▶ [DOCUMENT EXTRACT]:
__________

It was during the establishment of INFSI that Hedayat became acquainted with his long-time colleague and friend, Shahab Vaez Zadeh. These two scientists pledged to work together to make the INFSI, a vital necessity for Iran, into a success.

The institute, in collaboration with the nutrition section at the Embassy of France under the auspices of Professor Trémolières, organized seminars and conferences and granted scholarships to students interested in the field. The institute was to soon find international fame. United Nations entities such as Food and Agriculture Organization (FAO), World Health Organization (WHO), and UNICEF started supporting the institute. These organizations provided 28 academic scholarships for staff and students. Hedayat was invited to a UNICEF conference in New York, where Sir Herbert Broadley, the former acting director-general of FAO and UNICEF's representative in Great Britain, indicated that establishment of the Institute of Nutrition and Food Science in Iran had inspired several other Middle Eastern countries to follow suit and establish similar institutes in their respective countries. As an integral part of the institute, Iran's College of Nutrition Sciences and Food Chemistry was established. Additionally, a rural research center was established in Gorg-Tapeh, a rural area in Varamin, near Tehran. Later, in cooperation with Abdolrahim Emami, who had been sent by Hedayat to London to receive his specialty under supervision of Prof. Platt, a branch of the Nutrition Institute was established at the Esfahan University in Esfahan, Iran. In 1970, the Iranian Diabetes Society was also established with Hedayat as a founding member and chairman of the board.

==Scientific Works==
Hedayat is author or co-author of six books, thirty-three academic papers, over fifty research reports on food and nutrition, and over one hundred presentations at national and international conferences (in Persian, English, and French). He was the founder and editor-in-chief of the Nutrition Journal published in Persian by NNFTRI. He was also a member of the editorial board of Ecology of Food and Nutrition published in English in London, Washington, and Tokyo. One of his major scientific achievements was overseeing the evaluation of the nutritional status and needs of the Iranian people conducted by survey teams in 30 different urban, rural, tribal and industrial locations. The result of this survey (published in Persian and English) which was reported to FAO, was considered as the most reputable nutritional survey in the third world and used as a reference for developing countries. Hedayat also managed research projects on Favism and Endemic Goiter in Iran.

__________

Copy word for word the stretch of the passage about Hedayat and the nutrition institute from "It was during" through "into a success.".

▶ [DATA RECORDS]:

__________

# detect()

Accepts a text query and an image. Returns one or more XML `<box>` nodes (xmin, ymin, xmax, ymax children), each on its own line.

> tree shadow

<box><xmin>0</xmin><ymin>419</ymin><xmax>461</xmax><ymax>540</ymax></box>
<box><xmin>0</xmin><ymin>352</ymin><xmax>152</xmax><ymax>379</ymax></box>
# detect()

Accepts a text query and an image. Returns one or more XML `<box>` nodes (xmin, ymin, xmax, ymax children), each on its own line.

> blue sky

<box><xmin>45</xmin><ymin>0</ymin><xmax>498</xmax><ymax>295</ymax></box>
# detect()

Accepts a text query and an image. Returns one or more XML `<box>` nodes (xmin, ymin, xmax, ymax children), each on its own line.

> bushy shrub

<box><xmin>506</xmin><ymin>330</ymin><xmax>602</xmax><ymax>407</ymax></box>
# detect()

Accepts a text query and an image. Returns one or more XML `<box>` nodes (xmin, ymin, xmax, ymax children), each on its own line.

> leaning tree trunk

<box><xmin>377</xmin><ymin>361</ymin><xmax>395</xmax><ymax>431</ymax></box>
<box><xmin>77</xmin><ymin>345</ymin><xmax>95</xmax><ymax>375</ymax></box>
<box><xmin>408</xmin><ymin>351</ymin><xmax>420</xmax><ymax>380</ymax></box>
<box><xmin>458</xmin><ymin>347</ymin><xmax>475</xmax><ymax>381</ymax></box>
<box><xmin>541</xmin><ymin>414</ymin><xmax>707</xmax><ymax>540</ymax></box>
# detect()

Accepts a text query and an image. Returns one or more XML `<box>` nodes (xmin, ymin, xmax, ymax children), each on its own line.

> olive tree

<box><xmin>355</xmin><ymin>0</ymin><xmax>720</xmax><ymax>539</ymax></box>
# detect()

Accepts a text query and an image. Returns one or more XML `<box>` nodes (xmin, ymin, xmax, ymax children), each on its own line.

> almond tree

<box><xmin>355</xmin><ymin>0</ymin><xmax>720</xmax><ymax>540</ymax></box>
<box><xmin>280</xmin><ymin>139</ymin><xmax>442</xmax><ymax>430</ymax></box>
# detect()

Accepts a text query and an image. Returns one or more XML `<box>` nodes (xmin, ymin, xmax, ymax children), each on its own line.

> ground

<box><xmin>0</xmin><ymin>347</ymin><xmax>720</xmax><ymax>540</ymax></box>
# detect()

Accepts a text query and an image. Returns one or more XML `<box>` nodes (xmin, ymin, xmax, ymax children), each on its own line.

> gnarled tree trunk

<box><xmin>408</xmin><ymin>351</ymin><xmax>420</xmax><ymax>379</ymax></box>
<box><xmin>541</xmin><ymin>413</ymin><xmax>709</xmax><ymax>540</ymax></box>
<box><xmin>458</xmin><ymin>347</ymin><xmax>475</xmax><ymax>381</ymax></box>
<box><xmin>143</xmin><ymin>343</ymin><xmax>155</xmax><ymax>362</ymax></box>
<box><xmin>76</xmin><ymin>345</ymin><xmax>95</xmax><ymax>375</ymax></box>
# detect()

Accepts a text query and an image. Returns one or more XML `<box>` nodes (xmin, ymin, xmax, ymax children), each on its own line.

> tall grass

__________

▶ [YOUR SOLUTION]:
It was during the establishment of INFSI that Hedayat became acquainted with his long-time colleague and friend, Shahab Vaez Zadeh. These two scientists pledged to work together to make the INFSI, a vital necessity for Iran, into a success.